WORK TO COMPLETE: Reproduce the following lines exactly as they stand.

Detection annotation records
+ + + + + + +
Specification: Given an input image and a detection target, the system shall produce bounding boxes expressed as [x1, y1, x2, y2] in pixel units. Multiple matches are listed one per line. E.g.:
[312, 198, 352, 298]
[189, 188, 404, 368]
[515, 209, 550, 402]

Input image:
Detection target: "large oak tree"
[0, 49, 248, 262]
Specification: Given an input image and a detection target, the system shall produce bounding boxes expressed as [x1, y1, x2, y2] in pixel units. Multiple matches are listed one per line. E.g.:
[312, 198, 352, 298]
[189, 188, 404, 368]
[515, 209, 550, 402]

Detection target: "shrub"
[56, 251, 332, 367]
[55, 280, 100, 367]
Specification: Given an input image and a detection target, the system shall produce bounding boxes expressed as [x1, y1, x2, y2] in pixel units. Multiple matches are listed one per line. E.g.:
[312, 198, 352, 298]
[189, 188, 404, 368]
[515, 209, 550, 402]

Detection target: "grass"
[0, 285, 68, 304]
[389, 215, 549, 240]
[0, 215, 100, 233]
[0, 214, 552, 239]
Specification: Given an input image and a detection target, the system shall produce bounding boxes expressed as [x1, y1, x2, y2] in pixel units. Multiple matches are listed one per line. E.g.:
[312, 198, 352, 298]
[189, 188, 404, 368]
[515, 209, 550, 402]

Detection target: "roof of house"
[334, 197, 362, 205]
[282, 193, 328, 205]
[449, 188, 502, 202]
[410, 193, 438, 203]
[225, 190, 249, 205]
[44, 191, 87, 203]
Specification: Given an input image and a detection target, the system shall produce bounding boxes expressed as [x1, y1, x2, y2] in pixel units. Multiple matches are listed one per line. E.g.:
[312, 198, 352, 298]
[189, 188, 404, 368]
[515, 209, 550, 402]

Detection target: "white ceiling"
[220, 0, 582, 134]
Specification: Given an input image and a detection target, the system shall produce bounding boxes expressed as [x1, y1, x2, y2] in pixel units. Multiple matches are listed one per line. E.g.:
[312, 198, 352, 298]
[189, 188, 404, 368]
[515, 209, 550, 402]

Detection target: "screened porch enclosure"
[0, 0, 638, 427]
+ + + + + + +
SOLUTION BELOW:
Specification: Given an input image and a detection target, the system shall produce bounding boxes expressed as [x1, y1, x2, y2] in pixel units. Multiple matches are listed one per line. E.g.:
[312, 198, 352, 298]
[189, 188, 404, 368]
[515, 209, 550, 402]

Input image:
Detection target: "large oak tree"
[0, 49, 248, 262]
Specification: Given an input image and a detection target, the system shall produce bounding boxes expressed as [x1, y1, x2, y2] in pixel units. Multiple matches are listed one per line. E.g.:
[312, 198, 352, 298]
[189, 188, 404, 368]
[515, 209, 550, 402]

Detection target: "shrub"
[56, 251, 332, 367]
[55, 280, 100, 367]
Specification: Given an input image and a detection target, the system shall produce bounding boxes expressed as [x1, y1, x2, y2] in pixel units. Multiple matches are listed one per line. E.g.:
[312, 198, 352, 298]
[189, 188, 404, 368]
[515, 209, 550, 402]

Detection target: "grass"
[0, 285, 68, 304]
[389, 215, 549, 240]
[0, 215, 100, 233]
[0, 214, 552, 239]
Specification: Given an input image and a detection target, the system shall produce bounding boxes expressed as [x1, y1, x2, y2] in pixel units. Multiple matches are listed one per line. E.g.:
[312, 198, 352, 298]
[189, 188, 404, 368]
[515, 209, 550, 402]

Detection target: "roof of house"
[334, 197, 362, 205]
[282, 193, 328, 205]
[449, 188, 502, 202]
[410, 193, 438, 203]
[225, 190, 249, 205]
[44, 191, 87, 203]
Specification: Given an input image and a detection target, the system shall produce bounding boxes expressed as [x1, y1, x2, y2] in pixel units. Multiple matches are listed one per line. E.g.:
[312, 198, 352, 298]
[189, 188, 404, 368]
[515, 209, 550, 402]

Detection target: "white ceiling"
[220, 0, 582, 134]
Specification: Given an input image and a detection target, the system shall produce bounding boxes expressed as [x1, y1, x2, y2] in pixel units. Multiple matches are listed one per line. E.g.:
[312, 198, 352, 298]
[189, 188, 404, 368]
[515, 209, 550, 402]

Detection target: "screened porch enclosure"
[0, 0, 638, 427]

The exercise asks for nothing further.